— START OF Supplied data —
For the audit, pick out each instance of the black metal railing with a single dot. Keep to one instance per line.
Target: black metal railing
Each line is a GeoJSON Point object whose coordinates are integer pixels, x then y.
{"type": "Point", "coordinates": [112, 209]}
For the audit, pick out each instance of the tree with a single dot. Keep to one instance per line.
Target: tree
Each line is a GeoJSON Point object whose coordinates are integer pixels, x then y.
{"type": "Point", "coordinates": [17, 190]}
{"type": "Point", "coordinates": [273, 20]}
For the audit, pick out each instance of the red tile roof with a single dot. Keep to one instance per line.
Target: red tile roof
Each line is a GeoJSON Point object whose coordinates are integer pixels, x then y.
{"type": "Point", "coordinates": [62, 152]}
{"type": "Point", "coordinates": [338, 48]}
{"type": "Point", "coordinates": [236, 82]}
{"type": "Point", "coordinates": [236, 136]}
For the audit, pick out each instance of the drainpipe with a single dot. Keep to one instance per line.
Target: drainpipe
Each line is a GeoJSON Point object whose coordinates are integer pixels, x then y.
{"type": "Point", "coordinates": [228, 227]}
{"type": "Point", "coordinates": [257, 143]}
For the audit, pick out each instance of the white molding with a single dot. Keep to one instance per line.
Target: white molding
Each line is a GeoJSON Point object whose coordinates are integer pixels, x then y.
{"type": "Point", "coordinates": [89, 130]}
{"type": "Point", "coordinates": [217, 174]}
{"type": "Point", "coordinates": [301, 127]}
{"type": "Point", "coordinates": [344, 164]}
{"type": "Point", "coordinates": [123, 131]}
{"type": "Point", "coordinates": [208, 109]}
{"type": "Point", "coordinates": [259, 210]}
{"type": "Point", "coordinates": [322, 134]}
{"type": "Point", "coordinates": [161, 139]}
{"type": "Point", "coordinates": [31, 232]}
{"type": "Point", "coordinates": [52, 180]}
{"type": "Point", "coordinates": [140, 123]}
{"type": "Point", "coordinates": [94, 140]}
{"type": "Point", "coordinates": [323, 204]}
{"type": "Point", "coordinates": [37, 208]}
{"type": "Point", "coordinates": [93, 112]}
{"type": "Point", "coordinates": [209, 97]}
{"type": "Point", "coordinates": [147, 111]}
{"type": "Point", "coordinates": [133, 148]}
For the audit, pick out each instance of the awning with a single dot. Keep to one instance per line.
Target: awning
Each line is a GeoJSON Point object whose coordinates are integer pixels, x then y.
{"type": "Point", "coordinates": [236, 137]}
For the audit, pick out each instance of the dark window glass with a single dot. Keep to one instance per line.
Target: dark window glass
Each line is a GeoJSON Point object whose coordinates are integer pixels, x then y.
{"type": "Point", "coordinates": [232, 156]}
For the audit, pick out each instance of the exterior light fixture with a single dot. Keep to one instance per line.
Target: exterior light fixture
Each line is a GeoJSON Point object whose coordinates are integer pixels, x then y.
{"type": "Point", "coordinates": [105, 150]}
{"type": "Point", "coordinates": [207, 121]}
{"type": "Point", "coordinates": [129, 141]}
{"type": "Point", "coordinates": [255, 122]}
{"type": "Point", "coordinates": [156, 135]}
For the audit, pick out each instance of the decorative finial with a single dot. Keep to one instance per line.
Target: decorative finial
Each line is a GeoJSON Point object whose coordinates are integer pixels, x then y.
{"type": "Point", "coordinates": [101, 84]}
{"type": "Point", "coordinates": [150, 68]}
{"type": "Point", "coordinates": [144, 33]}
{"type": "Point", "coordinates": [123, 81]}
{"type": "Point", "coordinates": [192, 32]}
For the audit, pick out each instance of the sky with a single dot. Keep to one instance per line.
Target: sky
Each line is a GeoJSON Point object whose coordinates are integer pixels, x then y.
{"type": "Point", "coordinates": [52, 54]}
— END OF Supplied data —
- [Task objective] Give back exactly the lines from the line containing "For the audit, pick out each instance of the decorative" to the end of the entries, and no other lines.

- [Answer to the exercise]
For the audit, pick out each instance of the decorative finial with a single dot. Keep to one instance per line.
Target: decorative finial
Each line is a GeoJSON Point object whose coordinates are integer pixels, x then y.
{"type": "Point", "coordinates": [101, 84]}
{"type": "Point", "coordinates": [150, 68]}
{"type": "Point", "coordinates": [144, 33]}
{"type": "Point", "coordinates": [123, 81]}
{"type": "Point", "coordinates": [192, 32]}
For the audit, pick out each instance of the sky with a single dot. Keep to one instance per line.
Target: sky
Each line is a GeoJSON Point object whose coordinates are integer pixels, x then y.
{"type": "Point", "coordinates": [52, 54]}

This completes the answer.